+++ Excerpted records +++
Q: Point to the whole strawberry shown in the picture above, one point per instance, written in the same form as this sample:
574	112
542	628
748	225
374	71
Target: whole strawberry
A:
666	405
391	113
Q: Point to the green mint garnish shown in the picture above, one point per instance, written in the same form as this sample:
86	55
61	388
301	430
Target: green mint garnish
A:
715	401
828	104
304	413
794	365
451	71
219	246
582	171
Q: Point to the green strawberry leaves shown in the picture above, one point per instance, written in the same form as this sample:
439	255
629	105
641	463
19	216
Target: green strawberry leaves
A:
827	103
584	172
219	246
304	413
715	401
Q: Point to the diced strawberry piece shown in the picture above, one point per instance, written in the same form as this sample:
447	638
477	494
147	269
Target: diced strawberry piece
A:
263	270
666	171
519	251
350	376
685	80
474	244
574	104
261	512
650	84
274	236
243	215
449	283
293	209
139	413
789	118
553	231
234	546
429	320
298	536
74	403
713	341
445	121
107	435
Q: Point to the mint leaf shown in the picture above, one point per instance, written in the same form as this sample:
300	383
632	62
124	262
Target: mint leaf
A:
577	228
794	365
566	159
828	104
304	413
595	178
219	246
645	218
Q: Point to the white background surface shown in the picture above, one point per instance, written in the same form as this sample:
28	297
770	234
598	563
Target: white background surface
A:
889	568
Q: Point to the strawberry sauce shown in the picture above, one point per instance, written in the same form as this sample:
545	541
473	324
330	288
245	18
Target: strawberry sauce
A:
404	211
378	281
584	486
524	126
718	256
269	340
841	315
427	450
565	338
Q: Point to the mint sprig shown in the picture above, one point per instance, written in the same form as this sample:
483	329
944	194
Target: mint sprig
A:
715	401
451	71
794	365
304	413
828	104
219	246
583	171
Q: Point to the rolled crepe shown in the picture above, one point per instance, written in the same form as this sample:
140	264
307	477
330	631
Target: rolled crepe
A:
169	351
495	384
+++
What is needed is a faithful transcription of every entry.

Q: Point to the whole strawberry shown in the picture above, one point per instance, written in the same form as this sample:
574	112
542	628
748	225
374	71
Target: whole strawberry
A:
666	405
391	113
Q: Point to the green mint garnish shown in the picture above, one point per instance, written in the same form as this sample:
86	55
61	388
301	430
Target: green mint garnish
A:
715	401
828	104
304	413
794	365
451	71
219	246
582	171
Q: Point to the green strawberry leaves shown in the picture above, one point per instance, written in the same form as this sample:
439	255
629	105
641	463
19	216
Target: green strawberry leaves
A:
827	103
584	172
219	246
304	413
715	401
Q: Point to the diced strawberry piece shown in the picture above, one point per instance, written in the same form as this sample:
447	638
477	494
147	269
Target: diced strawberry piece
A:
263	270
666	171
519	251
350	376
685	80
474	244
574	104
261	512
650	84
274	236
243	215
449	283
293	209
139	413
789	118
553	231
234	546
429	320
298	536
74	403
713	341
445	121
107	435
Q: Point to the mint leaf shown in the picture above, one point per instance, written in the same form as this sample:
300	383
632	62
124	262
Target: mint leaf
A:
577	228
794	365
566	159
828	104
304	413
595	178
219	246
645	218
Q: Point to the white background surface shown in the picture above, one point per instance, written in the same form as this sample:
28	297
770	234
598	563
Target: white background surface
A:
889	568
Q: Point to the strawberry sauce shown in the picture above, one point per instance, written in the same form as this sample:
545	541
473	324
330	288
245	18
Target: strawberry sauce
A:
404	211
378	281
584	486
524	126
718	256
269	340
841	315
427	450
565	338
Q: Point to the mint sprig shown in the picture above, one point per instance, written in the same form as this sample:
483	329
944	194
Target: mint sprig
A:
715	401
451	71
794	365
304	413
828	104
219	246
583	171
Q: Point to the rolled crepe shown in the picture above, one point per instance, written in the same form as this sample:
140	264
307	477
330	631
Target: rolled crepe
A:
169	351
495	384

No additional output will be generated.